| Exercise data |

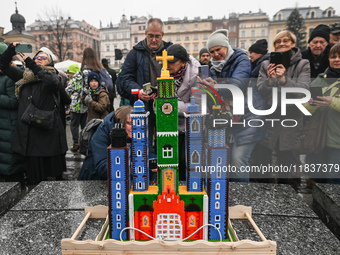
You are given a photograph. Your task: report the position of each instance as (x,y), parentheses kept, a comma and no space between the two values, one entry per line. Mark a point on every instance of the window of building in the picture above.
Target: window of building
(195,126)
(195,157)
(70,55)
(167,151)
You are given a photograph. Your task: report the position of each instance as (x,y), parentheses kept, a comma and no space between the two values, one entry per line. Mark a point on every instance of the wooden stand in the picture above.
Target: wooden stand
(111,246)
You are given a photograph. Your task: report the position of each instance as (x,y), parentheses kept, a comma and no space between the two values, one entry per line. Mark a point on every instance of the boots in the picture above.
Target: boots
(75,147)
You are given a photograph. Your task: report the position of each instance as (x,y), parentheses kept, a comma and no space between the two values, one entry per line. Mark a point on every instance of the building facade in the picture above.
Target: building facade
(66,38)
(115,37)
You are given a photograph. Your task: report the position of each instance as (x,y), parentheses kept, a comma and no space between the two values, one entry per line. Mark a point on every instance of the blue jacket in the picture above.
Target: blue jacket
(237,71)
(135,71)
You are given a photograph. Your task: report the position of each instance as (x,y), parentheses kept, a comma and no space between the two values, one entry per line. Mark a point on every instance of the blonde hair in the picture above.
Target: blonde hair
(123,113)
(285,33)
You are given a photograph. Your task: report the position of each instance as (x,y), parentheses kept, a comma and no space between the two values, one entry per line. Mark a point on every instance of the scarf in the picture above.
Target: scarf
(30,77)
(179,77)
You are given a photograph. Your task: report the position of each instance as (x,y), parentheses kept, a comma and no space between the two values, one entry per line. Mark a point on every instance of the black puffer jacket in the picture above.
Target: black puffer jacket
(27,140)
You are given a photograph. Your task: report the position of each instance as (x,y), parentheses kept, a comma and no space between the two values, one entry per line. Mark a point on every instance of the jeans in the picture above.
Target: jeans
(331,158)
(240,156)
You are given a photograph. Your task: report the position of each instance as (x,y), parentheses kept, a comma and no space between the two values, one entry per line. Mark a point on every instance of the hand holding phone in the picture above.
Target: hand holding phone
(24,48)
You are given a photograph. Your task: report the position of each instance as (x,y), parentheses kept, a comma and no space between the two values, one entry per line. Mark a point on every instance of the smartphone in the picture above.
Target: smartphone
(276,58)
(24,48)
(315,92)
(147,88)
(203,71)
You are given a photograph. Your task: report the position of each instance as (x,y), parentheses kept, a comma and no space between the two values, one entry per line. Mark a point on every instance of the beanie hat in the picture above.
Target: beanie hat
(3,47)
(73,68)
(259,47)
(93,75)
(48,52)
(179,53)
(335,28)
(203,50)
(218,38)
(320,31)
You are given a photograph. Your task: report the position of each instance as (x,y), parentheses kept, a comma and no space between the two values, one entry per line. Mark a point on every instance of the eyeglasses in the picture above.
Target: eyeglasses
(40,57)
(279,41)
(151,36)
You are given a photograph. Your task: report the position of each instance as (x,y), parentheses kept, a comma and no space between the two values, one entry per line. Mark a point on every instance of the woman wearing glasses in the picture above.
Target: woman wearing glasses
(38,85)
(288,70)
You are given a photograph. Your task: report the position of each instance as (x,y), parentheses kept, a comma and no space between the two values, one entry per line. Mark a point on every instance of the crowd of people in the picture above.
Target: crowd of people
(33,152)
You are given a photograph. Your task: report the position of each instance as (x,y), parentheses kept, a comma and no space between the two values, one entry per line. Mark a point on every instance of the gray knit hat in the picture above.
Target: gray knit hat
(218,38)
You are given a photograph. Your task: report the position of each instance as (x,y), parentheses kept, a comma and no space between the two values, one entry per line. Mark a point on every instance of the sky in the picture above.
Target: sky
(108,11)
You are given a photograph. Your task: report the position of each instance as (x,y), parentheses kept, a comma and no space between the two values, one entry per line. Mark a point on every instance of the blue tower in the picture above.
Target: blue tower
(140,150)
(118,181)
(194,145)
(217,184)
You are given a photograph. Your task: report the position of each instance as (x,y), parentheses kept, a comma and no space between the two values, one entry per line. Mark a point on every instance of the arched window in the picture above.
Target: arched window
(195,157)
(195,126)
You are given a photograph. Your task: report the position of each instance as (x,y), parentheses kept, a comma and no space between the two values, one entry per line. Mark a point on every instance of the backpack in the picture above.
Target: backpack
(105,79)
(87,133)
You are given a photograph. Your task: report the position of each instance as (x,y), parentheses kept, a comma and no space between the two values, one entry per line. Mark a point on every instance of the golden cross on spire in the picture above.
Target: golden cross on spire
(165,73)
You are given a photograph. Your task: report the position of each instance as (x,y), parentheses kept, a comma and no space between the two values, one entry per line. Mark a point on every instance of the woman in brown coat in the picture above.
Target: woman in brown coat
(97,101)
(294,73)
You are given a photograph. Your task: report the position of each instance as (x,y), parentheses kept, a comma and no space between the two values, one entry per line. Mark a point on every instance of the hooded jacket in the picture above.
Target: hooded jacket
(28,140)
(237,72)
(297,75)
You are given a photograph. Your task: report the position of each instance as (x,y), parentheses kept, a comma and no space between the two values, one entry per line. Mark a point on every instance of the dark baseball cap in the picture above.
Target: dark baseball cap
(179,53)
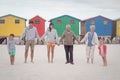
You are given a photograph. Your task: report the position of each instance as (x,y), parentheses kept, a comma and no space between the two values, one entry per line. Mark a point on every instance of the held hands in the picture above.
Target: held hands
(40,42)
(20,42)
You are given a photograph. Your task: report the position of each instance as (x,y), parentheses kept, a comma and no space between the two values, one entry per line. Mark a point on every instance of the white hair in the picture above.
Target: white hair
(92,26)
(68,25)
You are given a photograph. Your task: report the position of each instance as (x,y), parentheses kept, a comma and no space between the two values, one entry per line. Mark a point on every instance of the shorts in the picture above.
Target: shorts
(51,44)
(12,52)
(90,51)
(29,43)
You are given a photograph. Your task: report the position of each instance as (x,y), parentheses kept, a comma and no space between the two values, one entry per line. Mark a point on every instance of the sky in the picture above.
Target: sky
(49,9)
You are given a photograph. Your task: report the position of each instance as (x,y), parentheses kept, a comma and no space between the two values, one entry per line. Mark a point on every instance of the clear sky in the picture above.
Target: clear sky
(48,9)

| Problem requirements |
In the records above, find the line containing "blue jacket in the picture above." and output every line from the first through that one, exactly, omitting pictures.

| Task answer |
You are given a photograph. Your task: report the position of each instance as (x,y), parentheses kept, a comma and no space between the two values, one entry per line. Mark a point on every instance of the window of building in the picture above.
Target: window of building
(195,126)
(195,157)
(70,55)
(167,151)
You are given a photograph. Your task: report the position of each instance as (x,y), parentheses kept, a comma and no space between the two values, one entry per line. Mark a point on every instance of the wooden stand in the picture above.
Target: wooden stand
(111,246)
You are given a photograph. Your task: report the position of each instance as (x,y), parentheses kept, a comma and no space between the two values, one entry per line. Mark a point on every instance of the boots in the picture above.
Target: boots
(75,147)
You are given a photograph. Your task: report the position of each instance as (x,y), parentheses kept, a comma and no space between the two values, one entry per line. Mark a point on every instance of the building facade in the picture above.
Target: building facade
(66,38)
(115,37)
You are given a photograph. Your task: report the position of each instance as (x,y), parentheses kept, a comma and no space between the two values, one entry per line. Mark a point on every instance of the blue jacket in the picture above.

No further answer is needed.